La Grande Ourse, 271 pages, mai 2014, 20 euros lien
lu pour l'opération Masse Critique de Babelio lien (on choisit un livre dans une liste de nouveautés, on reçoit le livre, on donne son avis sur le livre)

en quatrième de couverture : Le nouveau roman de Lily Brett, très autobiographique, raconte l’histoire captivante et drôle d’une jeune journaliste de rock un peu naïve qui, lorsqu’elle n’interviewe pas Mick Jagger ou Jimi Hendrix, pense au prochain régime alimentaire qu’elle va suivre.  C’est un émouvant hommage à tous ces génies du rock des années 60 et 70 qui ont marqué la mémoire collective de sonorités indélébiles.  Mais c’est surtout un destin : celui d’une femme, fille de rescapés de la Shoah, qui se bat contre ses fantômes avec humour, tendresse et générosité.
traduction par Bernard Cohen

Jeune, jolie, mais grosse... Seule aussi, mais ça, au début, cela ne gêne pas beaucoup Lola Bensky.

À tout juste vingt ans elle n’a pas peur de parcourir le monde en solitaire, de Melbourne à Londres, New York, puis Los Angeles, magnétophone à cassettes en bandoulière et carnet de notes en main, pour aller rencontrer Jimi Hendrix, Mick Jagger, Brian Jones, Cat Stevens, Jim Morrison,... toute une génération montante d’idoles planétaires en devenir. Excentriques et passionnés, sympathiques (le plus souvent) ou odieux (parfois), ils ne l’impressionnent pas plus que cela : ils ont le même âge qu’elle. Plus que leur musique, ce qui intéresse vraiment la jeune journaliste, c’est leur enfance, leur adolescence si proche encore, les rapports qu’ils ont eus avec leurs parents. Lola questionne, compare, et mesure sa propre singularité familiale à celle de ses interlocuteurs.

Quand Lola se présente et raconte qu’elle est “ très juive ”, c’est en pensant à l’histoire douloureuse de ses parents polonais rescapés des camps de la mort ; à leur passé massacré, “ imprésentable ” dit-elle ; à sa mère dépressive qui expie sans fin le fait de ne pas être morte à Auschwitz avec le reste de sa famille, et reproche continuellement à Lola son surpoids ; à son père qui s’épuise dans un travail manuel exténuant et s'évade dans la lecture compulsive de romans policiers sanglants. Pour eux, elle reviendra à Melbourne où elle se mariera et aura des enfants. Puis elle divorcera, émigrera aux États-Unis, mincira, et deviendra écrivain.
==============================
**CONSIGNES:**
1) Traduisez en anglais cette phrase du texte sur le roman de Lily Brett : « Plus que leur musique, ce qui intéresse vraiment la jeune journaliste, c’est leur enfance, leur adolescence si proche encore, les rapports qu’ils ont eus avec leurs parents. »
2) Reprenez le texte sur le roman de Lily Brett à la suite de sa dernière phrase et poursuivez-le.
Les lignes ci-dessous ne jouent aucun rôle dans cet exercice.

[Extraits de données de cadres de délimitation]
==============================
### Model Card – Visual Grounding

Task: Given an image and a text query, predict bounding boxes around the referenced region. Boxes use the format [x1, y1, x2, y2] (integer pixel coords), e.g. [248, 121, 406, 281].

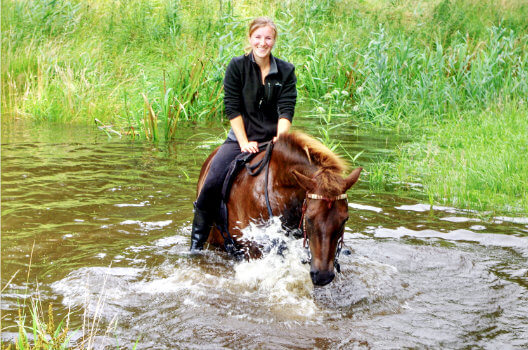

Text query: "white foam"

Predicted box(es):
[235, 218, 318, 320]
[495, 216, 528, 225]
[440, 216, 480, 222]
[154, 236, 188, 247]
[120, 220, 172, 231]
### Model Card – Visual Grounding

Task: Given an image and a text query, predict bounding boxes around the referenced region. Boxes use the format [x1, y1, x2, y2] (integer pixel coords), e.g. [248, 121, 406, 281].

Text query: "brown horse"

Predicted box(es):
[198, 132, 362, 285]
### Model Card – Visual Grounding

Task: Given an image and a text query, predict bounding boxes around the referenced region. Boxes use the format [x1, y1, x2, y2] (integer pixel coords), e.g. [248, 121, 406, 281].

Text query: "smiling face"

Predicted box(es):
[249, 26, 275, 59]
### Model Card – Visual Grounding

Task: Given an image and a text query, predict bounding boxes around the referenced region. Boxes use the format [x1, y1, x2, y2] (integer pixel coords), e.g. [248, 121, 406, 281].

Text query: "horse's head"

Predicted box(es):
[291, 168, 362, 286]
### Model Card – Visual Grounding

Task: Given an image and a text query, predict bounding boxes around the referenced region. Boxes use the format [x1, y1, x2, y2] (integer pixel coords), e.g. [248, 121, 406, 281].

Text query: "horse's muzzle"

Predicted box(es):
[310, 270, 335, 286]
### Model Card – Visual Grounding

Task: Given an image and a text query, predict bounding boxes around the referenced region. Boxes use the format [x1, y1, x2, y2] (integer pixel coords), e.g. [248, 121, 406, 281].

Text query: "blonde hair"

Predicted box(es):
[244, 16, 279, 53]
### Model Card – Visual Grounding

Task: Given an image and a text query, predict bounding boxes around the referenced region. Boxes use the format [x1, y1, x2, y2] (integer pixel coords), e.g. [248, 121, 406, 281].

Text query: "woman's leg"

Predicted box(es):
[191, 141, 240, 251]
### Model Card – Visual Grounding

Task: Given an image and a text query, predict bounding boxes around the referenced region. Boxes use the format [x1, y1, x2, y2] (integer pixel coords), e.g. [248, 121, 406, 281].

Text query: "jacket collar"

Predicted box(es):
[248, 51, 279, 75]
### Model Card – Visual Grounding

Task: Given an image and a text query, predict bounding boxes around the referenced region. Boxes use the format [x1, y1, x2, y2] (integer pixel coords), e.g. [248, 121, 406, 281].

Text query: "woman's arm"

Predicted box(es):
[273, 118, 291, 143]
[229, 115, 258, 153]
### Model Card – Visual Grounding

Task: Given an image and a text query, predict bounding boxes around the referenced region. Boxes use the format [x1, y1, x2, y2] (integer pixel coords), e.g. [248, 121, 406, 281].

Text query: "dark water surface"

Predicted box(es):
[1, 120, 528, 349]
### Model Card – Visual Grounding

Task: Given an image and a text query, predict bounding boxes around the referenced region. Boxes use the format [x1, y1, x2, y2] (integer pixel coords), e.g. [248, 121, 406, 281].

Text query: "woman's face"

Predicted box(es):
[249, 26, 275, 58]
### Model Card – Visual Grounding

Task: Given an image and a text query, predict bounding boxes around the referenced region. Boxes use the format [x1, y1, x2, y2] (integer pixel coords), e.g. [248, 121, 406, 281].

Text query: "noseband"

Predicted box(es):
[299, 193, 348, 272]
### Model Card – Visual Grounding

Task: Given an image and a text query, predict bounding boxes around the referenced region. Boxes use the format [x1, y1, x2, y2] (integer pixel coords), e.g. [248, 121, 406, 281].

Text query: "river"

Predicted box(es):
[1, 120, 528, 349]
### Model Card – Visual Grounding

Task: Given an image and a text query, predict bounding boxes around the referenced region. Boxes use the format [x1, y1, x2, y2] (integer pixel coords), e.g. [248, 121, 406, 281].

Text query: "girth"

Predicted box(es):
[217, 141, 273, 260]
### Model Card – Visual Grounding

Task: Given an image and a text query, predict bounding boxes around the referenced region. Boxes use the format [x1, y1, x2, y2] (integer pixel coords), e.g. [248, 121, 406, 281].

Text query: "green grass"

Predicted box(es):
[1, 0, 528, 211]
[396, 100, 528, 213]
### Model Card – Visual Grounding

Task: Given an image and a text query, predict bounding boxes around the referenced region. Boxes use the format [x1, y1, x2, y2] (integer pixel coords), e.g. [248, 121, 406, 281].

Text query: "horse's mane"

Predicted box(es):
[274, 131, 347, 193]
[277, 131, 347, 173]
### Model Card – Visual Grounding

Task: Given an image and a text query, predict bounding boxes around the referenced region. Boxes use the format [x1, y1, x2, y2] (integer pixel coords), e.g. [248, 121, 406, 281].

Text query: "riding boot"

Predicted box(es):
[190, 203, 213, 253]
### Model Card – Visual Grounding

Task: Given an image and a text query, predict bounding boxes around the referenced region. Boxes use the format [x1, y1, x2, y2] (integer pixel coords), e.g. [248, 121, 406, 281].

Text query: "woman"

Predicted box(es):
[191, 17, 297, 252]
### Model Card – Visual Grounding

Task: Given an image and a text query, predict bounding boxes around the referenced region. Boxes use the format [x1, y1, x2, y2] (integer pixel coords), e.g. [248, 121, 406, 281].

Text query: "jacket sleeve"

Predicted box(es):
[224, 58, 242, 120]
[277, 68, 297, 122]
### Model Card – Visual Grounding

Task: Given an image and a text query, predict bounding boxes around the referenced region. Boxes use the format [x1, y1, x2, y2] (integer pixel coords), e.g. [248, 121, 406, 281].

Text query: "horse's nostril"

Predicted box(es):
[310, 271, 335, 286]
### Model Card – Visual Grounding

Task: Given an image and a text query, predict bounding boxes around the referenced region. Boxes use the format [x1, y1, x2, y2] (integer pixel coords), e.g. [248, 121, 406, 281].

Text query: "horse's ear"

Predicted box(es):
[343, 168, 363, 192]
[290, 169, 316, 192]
==============================
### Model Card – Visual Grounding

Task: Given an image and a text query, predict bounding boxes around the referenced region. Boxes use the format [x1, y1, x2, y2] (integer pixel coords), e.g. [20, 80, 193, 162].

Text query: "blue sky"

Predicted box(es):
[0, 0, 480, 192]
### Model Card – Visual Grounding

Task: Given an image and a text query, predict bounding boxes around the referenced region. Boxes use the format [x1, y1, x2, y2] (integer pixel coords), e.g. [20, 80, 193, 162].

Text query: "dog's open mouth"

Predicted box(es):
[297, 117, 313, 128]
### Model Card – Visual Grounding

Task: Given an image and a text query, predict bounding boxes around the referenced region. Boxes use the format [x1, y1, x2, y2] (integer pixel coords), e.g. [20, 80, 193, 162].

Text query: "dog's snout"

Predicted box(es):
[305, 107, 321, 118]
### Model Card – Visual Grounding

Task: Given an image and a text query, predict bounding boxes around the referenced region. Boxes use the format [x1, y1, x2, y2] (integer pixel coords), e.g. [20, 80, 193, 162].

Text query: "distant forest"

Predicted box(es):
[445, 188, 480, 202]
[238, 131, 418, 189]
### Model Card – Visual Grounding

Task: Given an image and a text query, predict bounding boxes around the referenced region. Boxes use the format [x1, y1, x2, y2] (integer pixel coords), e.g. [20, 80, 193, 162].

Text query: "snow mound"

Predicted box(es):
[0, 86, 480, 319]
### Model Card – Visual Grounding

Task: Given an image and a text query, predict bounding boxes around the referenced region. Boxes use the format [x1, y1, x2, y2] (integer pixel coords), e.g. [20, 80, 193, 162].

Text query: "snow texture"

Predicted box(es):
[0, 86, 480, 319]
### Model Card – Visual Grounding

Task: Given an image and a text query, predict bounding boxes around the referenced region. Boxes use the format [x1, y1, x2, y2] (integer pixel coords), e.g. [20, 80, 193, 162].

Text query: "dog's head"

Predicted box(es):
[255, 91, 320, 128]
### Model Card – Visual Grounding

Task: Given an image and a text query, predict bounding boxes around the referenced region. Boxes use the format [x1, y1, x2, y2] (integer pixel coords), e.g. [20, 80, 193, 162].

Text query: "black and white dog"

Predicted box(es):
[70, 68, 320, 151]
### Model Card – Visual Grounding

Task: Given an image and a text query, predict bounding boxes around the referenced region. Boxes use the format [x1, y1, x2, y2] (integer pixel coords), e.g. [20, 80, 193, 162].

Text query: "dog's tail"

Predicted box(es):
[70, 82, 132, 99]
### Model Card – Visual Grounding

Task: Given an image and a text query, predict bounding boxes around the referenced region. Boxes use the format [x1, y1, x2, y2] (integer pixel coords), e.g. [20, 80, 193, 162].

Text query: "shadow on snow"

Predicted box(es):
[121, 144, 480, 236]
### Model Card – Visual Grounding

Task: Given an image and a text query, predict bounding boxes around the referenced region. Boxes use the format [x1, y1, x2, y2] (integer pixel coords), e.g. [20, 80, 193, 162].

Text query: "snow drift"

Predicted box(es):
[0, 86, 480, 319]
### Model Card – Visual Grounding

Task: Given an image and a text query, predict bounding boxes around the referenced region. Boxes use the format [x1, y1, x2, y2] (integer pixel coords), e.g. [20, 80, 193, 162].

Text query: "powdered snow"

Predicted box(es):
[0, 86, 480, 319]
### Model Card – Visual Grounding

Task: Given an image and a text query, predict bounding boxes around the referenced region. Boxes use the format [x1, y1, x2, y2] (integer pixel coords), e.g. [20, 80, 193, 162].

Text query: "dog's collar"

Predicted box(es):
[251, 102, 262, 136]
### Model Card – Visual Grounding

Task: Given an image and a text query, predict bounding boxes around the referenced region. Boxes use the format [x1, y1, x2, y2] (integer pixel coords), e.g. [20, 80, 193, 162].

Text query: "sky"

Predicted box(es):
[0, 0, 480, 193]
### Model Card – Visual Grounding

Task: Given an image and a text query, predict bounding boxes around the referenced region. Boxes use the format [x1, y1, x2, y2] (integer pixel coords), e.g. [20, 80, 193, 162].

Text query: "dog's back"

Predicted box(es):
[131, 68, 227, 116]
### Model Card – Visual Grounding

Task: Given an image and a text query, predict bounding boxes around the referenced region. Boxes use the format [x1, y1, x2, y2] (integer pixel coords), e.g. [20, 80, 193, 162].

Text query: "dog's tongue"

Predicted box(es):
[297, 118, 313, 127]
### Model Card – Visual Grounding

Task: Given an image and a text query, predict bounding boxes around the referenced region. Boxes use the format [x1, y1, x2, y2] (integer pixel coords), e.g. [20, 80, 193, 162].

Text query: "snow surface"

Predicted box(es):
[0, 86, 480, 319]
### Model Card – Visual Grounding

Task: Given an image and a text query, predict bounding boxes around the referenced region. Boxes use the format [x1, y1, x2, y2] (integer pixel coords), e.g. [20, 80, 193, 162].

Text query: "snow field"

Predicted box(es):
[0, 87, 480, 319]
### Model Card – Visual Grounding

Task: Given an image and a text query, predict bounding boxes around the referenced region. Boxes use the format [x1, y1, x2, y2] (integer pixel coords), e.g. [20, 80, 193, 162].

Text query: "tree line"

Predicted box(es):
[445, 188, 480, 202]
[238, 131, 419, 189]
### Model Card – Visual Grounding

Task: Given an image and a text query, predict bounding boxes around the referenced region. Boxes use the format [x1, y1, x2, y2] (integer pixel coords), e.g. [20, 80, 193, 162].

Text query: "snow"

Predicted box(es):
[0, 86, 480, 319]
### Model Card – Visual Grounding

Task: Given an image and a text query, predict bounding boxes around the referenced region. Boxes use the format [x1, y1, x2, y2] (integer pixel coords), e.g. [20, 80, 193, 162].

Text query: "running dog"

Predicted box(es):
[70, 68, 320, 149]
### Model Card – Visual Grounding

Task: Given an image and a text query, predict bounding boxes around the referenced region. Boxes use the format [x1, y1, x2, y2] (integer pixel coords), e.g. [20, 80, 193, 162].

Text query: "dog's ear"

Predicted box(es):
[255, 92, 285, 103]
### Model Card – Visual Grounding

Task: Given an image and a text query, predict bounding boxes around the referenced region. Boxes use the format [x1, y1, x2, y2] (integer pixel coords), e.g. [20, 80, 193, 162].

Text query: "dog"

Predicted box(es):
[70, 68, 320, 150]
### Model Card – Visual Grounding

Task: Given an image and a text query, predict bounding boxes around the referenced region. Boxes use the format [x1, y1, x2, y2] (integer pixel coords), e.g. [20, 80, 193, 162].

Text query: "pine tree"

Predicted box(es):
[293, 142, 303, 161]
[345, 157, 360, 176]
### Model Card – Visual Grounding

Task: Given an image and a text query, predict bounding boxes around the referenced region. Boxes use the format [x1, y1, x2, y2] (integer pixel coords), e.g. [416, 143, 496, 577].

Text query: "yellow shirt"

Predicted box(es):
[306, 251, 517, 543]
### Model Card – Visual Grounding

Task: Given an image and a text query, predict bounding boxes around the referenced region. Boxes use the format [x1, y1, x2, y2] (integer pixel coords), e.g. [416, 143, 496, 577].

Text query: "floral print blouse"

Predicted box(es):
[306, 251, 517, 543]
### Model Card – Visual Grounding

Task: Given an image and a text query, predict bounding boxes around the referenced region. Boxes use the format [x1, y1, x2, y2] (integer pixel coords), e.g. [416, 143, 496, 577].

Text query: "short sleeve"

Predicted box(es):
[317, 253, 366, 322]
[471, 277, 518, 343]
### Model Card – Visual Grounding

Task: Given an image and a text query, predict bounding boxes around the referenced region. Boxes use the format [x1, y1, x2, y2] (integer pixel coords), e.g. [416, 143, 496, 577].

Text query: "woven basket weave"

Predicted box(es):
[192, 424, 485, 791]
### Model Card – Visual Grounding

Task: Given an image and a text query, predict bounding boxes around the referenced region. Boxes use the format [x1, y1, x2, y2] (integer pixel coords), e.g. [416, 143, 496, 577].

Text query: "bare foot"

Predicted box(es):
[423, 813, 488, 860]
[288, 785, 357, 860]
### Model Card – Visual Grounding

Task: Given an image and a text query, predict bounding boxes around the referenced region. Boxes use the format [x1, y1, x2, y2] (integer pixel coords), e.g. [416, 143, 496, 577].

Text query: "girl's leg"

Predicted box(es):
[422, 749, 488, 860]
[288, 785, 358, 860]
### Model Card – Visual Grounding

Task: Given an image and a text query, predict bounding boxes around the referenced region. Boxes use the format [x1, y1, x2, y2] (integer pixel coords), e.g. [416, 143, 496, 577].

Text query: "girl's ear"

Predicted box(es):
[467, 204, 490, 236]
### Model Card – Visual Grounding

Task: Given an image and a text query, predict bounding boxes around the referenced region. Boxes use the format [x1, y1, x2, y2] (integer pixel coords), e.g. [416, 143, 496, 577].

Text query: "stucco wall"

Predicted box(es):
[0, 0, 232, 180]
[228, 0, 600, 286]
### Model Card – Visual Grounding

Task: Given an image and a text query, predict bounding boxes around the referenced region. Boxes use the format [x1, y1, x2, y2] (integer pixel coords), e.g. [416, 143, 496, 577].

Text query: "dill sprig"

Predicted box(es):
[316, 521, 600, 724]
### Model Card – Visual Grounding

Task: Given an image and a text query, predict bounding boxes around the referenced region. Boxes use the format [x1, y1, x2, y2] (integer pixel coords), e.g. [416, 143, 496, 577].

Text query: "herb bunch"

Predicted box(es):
==============================
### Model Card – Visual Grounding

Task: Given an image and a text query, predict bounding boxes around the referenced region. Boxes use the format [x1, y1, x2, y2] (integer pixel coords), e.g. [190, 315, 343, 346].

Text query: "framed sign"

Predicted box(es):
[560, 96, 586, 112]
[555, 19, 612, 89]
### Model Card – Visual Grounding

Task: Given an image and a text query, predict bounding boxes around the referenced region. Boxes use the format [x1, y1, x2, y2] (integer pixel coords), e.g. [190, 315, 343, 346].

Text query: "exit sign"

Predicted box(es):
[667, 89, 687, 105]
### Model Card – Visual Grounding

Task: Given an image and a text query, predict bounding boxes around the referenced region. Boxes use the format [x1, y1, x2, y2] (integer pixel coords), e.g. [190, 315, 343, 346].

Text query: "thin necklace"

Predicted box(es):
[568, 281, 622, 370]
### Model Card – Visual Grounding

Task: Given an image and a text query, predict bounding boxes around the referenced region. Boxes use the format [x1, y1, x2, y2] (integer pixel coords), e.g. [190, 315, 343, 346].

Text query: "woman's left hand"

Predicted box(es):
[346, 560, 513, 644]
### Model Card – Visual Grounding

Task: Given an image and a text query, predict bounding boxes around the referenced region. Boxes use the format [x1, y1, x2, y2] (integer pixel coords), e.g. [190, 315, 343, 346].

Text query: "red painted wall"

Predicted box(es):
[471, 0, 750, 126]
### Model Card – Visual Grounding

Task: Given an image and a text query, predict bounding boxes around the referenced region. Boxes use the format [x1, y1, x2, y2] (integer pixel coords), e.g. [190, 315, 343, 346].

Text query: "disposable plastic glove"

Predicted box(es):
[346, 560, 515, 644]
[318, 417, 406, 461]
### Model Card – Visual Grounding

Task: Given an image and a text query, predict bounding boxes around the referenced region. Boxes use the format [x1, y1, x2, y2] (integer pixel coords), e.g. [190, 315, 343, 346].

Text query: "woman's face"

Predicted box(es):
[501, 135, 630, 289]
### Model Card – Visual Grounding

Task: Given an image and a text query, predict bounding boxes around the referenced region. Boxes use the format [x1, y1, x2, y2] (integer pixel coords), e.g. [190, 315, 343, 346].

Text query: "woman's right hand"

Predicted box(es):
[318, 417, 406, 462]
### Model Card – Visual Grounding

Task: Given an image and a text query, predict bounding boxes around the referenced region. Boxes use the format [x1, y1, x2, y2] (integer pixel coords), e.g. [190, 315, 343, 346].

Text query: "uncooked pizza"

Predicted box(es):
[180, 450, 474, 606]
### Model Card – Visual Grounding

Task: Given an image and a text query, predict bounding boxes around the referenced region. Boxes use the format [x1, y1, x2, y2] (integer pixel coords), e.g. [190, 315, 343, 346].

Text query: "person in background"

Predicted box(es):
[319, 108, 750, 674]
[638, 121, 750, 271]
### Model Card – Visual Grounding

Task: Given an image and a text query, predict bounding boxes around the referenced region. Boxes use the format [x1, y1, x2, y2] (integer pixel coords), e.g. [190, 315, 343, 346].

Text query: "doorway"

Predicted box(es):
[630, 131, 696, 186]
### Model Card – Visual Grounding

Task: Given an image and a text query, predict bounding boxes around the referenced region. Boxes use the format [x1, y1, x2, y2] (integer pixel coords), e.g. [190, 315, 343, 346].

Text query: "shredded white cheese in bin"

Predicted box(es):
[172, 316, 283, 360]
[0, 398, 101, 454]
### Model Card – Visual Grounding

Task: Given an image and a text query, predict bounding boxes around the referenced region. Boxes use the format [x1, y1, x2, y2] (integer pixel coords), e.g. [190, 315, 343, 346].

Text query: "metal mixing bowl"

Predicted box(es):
==============================
**RÉPONSES ATTENDUES:**
1) More than their music, what really interests the young journalist is their childhood, their adolescence still so recent, the relationships they had with their parents.

2)
Lily Brett n’en fait pas mystère,lien la vie de Lola Bensky, c’est la sienne. Des portraits de musiciens, des chroniques de concerts et de festivals, elle en a vraiment écrit à ses débuts pour une revue pop/rock australienne. Comme son personnage, très jeune, elle s’est investie avec sérieux, originalité, et talent dans ce travail de combinaison des différentes facettes d’une personnalité, de reconstitution du puzzle d’une trajectoire artistique. Quarante ans plus tard, Lily Brett applique son savoir-faire à elle-même et livre le portrait sans concession d’une femme sensible, hantée et construite par son histoire familiale dramatique. Elle réussit le tour de force de mêler étroitement, grâce à l’humour, à la tendresse, et à l’autodérision, deux contextes apparemment opposés : l’exubérance spectaculaire des sixties, et l’empreinte des atrocités de la Shoah sur les survivants et leurs enfants.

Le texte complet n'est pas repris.